** Exercise data follows **

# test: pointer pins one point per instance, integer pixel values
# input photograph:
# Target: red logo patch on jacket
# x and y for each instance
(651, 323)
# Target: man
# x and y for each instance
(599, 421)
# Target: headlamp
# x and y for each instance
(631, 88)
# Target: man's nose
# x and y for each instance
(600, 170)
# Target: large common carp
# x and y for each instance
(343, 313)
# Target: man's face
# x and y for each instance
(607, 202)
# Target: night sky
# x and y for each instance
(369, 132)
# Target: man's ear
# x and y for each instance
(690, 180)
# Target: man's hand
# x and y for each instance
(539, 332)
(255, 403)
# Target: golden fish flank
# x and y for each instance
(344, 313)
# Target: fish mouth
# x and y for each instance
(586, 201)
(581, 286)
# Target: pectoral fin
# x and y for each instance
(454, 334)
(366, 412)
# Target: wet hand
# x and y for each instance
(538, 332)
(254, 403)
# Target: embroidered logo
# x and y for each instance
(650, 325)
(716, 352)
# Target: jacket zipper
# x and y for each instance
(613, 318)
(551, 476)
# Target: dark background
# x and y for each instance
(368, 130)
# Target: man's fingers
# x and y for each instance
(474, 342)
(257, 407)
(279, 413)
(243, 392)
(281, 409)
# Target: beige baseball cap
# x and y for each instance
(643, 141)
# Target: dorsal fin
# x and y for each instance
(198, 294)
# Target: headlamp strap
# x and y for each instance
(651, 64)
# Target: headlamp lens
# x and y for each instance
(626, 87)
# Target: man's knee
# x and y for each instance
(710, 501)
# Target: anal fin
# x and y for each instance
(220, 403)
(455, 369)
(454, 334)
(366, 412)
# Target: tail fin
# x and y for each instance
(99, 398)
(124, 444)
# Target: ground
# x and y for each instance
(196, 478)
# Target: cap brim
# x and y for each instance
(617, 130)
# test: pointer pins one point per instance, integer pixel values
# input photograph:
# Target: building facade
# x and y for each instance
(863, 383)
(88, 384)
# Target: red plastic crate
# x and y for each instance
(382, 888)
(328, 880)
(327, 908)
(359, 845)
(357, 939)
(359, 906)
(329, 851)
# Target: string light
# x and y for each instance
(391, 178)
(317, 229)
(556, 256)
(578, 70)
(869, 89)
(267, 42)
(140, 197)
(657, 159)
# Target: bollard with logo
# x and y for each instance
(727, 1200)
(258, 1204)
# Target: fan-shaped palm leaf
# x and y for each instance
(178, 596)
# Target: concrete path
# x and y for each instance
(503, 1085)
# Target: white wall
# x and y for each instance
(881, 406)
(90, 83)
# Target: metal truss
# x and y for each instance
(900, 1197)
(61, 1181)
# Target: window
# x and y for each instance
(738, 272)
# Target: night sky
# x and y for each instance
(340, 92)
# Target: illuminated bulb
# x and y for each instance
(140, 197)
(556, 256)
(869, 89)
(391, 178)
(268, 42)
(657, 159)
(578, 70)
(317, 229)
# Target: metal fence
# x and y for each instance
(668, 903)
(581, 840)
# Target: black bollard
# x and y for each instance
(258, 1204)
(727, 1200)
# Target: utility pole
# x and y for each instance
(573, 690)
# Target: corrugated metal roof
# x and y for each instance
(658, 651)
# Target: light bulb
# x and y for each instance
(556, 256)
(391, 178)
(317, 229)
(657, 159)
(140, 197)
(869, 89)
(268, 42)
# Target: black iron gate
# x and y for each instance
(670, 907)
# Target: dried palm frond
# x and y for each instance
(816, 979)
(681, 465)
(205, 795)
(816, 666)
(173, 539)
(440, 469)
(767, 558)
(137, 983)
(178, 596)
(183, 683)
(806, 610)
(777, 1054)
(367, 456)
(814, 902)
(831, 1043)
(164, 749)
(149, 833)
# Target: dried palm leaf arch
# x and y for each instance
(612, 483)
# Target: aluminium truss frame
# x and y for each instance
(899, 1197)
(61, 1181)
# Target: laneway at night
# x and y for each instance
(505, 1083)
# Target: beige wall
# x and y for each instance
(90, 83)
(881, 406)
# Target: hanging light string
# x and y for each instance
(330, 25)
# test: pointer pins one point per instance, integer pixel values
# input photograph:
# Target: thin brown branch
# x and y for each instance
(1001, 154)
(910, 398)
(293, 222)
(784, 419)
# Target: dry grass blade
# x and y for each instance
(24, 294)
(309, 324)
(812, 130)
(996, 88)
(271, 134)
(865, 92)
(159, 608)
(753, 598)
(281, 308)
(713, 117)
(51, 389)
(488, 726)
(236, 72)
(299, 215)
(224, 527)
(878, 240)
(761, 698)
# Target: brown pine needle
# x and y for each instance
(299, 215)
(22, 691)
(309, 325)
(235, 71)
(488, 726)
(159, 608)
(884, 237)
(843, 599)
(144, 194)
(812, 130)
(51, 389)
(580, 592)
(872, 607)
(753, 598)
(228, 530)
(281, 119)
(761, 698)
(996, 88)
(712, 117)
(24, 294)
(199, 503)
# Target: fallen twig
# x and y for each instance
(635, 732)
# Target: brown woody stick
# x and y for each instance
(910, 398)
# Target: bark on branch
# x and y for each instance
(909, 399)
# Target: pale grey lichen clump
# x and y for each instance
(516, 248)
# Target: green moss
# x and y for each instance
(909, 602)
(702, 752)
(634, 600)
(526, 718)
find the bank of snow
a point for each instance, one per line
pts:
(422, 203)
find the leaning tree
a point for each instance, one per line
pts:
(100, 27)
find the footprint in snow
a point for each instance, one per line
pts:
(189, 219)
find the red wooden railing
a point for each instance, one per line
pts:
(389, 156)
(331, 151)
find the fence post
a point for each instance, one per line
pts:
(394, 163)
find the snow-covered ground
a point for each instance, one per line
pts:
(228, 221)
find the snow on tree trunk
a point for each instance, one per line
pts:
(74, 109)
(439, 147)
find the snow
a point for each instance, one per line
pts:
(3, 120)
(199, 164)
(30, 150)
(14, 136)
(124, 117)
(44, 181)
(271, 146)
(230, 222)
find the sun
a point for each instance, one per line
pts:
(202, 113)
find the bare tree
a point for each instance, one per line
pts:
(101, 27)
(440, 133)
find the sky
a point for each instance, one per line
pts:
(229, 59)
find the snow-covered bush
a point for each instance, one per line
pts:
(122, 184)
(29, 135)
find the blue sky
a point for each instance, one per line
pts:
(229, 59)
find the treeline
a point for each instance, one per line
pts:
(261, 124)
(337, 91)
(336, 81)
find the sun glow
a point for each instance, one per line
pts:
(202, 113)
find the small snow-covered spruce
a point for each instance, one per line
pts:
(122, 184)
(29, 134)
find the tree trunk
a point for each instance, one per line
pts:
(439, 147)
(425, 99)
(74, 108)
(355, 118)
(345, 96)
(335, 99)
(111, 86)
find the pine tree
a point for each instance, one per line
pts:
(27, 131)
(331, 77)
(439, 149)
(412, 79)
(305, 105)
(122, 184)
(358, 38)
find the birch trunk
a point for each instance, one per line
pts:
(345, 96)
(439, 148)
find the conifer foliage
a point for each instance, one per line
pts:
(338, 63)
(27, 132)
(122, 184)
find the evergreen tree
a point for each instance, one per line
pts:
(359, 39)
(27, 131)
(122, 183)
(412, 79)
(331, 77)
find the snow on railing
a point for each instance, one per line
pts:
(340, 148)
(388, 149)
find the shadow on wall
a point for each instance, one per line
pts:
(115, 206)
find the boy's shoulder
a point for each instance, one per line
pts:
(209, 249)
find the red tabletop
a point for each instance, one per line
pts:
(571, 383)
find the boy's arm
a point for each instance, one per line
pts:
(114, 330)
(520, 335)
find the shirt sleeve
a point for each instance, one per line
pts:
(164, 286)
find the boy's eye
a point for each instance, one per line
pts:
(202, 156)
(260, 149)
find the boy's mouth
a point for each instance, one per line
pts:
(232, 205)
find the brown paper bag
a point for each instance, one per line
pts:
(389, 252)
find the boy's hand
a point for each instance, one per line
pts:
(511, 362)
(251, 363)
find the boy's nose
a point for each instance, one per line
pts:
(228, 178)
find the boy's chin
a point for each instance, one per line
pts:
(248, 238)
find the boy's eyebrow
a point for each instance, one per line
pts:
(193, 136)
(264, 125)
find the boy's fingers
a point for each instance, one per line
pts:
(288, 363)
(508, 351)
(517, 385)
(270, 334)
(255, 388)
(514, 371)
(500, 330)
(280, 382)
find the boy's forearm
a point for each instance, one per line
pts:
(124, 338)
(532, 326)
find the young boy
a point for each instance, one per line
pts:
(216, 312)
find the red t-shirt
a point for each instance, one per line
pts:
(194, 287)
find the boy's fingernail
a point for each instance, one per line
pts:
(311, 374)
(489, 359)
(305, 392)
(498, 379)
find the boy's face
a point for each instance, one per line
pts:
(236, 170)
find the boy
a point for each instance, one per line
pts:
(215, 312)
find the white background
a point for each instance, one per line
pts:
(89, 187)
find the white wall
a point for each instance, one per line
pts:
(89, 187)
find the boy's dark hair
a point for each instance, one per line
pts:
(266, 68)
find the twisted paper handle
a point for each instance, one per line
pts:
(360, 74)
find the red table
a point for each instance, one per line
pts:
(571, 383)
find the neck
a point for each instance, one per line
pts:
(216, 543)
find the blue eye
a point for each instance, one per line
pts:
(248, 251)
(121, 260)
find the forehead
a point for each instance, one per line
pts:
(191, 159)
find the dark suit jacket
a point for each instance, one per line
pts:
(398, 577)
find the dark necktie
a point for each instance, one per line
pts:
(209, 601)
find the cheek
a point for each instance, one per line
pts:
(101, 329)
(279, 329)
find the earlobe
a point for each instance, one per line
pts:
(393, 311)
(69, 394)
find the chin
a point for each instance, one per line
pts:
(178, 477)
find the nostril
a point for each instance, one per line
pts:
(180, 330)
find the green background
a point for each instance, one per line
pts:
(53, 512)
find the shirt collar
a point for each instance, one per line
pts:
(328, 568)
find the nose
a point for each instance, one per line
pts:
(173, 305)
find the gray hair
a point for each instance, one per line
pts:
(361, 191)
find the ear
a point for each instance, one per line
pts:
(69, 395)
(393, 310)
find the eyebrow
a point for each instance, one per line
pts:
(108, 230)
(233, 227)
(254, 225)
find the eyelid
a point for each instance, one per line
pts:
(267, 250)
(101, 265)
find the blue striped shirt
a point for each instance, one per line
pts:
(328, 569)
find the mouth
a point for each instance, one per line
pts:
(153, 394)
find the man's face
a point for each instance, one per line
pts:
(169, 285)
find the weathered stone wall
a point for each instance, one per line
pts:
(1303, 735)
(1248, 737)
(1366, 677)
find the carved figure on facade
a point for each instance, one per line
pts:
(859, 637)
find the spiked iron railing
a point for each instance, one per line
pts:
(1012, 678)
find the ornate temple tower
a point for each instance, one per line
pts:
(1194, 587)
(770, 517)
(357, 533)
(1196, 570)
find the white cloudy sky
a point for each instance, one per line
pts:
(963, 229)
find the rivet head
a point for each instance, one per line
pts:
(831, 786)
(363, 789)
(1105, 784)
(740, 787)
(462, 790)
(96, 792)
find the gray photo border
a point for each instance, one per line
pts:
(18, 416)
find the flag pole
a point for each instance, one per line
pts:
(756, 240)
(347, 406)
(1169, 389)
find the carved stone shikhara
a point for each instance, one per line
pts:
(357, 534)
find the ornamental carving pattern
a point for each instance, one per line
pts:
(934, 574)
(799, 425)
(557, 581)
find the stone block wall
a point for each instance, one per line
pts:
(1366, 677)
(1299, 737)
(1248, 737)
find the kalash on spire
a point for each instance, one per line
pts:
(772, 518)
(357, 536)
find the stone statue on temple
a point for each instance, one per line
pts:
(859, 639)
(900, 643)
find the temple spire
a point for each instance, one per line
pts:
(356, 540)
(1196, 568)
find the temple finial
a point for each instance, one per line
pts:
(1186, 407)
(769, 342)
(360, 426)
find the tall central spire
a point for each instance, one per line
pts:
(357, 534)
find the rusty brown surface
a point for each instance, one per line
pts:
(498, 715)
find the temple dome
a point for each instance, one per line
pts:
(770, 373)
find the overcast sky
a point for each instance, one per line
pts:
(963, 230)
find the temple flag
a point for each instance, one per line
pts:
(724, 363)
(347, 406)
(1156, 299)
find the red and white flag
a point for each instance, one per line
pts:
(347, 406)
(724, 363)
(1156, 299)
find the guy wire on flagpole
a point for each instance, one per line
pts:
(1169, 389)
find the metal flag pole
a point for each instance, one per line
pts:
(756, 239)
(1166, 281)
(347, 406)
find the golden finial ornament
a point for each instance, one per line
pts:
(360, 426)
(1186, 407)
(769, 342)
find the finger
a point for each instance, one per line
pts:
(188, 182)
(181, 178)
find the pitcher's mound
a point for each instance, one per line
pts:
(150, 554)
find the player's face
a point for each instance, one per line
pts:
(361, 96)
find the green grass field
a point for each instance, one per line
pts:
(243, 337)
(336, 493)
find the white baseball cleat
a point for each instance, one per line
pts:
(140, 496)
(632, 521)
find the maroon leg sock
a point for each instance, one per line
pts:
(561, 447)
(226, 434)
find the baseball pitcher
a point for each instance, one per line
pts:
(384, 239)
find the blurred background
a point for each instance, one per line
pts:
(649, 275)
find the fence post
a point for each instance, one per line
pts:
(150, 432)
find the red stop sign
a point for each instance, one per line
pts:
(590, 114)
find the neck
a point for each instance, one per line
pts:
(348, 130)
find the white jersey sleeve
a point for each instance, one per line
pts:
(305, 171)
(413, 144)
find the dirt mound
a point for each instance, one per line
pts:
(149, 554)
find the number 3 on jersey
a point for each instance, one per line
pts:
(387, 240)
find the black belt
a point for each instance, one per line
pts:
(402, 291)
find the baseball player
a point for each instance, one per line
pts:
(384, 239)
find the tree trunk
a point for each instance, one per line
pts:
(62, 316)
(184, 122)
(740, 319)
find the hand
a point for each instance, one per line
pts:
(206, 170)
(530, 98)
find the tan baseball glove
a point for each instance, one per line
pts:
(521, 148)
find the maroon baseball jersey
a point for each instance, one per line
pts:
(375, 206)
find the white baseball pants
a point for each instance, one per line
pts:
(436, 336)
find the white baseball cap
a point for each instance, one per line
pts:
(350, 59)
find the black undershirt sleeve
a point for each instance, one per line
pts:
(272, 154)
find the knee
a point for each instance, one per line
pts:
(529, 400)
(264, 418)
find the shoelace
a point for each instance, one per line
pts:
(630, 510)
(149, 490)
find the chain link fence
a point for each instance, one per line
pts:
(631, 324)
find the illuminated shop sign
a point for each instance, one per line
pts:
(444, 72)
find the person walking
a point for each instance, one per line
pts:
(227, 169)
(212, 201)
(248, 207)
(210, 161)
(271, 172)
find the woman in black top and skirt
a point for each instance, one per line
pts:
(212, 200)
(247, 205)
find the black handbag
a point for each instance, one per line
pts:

** End of Exercise data **

Report how many lines above contain the string "stone". Please write the number only.

4